*Exercise requirements*
In the listing that follows, how many lines contain "shirt"? Give the number only.

- - - -

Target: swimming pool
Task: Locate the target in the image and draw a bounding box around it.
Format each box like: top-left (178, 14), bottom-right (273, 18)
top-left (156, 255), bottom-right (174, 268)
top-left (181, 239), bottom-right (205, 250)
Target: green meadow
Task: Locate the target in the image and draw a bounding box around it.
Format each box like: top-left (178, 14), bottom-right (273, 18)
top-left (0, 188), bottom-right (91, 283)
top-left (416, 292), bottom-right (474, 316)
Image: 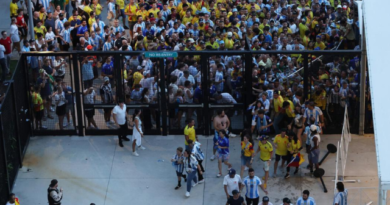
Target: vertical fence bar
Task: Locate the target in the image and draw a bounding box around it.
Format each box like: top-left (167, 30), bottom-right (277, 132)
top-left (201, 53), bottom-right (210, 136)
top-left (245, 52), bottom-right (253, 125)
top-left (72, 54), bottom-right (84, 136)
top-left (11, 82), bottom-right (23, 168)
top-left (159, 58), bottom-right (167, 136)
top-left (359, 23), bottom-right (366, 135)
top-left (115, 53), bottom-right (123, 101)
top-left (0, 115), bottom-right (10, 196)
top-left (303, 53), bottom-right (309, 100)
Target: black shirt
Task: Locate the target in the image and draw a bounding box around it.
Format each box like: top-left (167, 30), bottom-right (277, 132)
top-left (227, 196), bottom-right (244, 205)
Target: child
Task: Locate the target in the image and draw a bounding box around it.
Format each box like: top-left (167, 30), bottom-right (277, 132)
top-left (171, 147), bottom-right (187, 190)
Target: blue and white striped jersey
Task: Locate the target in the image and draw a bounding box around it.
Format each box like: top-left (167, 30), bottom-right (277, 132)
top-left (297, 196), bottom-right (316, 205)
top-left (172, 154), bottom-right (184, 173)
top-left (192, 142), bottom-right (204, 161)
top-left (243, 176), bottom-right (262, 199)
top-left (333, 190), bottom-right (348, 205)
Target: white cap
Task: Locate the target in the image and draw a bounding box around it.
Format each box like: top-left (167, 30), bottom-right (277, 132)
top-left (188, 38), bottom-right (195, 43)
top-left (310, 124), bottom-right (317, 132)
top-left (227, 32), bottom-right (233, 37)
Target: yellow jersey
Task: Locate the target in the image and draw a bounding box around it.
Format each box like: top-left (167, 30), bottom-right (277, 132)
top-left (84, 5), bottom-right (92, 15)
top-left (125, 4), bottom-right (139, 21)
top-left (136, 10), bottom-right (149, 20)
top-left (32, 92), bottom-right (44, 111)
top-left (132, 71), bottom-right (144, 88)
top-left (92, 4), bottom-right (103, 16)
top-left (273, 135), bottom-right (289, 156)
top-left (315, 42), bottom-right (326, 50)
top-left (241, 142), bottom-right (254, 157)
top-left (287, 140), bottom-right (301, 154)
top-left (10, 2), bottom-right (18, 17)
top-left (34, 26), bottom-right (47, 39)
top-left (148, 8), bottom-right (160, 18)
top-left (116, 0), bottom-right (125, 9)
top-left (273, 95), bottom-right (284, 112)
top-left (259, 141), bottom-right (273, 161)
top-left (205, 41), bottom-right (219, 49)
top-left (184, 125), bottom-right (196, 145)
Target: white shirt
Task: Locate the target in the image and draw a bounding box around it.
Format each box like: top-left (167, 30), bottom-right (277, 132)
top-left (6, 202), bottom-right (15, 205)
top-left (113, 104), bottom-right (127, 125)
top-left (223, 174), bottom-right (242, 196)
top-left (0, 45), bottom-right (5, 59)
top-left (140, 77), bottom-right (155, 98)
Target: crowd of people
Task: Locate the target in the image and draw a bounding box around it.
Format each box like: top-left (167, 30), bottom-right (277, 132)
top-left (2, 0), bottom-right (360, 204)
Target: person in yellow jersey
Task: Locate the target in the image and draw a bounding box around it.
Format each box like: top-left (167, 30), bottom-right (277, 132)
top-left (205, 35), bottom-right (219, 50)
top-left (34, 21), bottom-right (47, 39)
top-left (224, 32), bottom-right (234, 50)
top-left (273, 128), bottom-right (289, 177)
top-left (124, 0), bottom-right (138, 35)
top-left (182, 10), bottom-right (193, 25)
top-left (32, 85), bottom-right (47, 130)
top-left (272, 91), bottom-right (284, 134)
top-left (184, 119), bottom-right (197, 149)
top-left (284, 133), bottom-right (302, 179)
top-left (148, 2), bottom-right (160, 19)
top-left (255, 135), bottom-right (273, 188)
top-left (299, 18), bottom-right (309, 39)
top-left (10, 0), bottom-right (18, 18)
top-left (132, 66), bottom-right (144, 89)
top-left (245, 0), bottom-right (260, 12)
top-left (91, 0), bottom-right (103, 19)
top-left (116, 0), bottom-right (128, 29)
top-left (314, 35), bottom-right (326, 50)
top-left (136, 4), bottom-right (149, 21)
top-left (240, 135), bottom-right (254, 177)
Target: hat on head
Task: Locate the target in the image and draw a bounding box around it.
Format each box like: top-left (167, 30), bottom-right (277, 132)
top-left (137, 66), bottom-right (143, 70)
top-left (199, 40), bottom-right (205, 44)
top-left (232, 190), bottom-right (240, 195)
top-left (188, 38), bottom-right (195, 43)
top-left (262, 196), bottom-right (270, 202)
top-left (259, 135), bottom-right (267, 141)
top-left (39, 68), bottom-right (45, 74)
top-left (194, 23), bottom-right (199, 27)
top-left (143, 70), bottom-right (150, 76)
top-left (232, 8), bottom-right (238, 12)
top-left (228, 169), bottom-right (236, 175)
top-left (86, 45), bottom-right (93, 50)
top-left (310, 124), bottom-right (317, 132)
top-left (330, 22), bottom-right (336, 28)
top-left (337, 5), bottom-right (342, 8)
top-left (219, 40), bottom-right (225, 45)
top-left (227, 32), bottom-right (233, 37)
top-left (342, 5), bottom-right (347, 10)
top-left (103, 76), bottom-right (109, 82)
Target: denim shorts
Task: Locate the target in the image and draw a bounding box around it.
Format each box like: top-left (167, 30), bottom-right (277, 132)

- - - -

*Solution to this problem*
2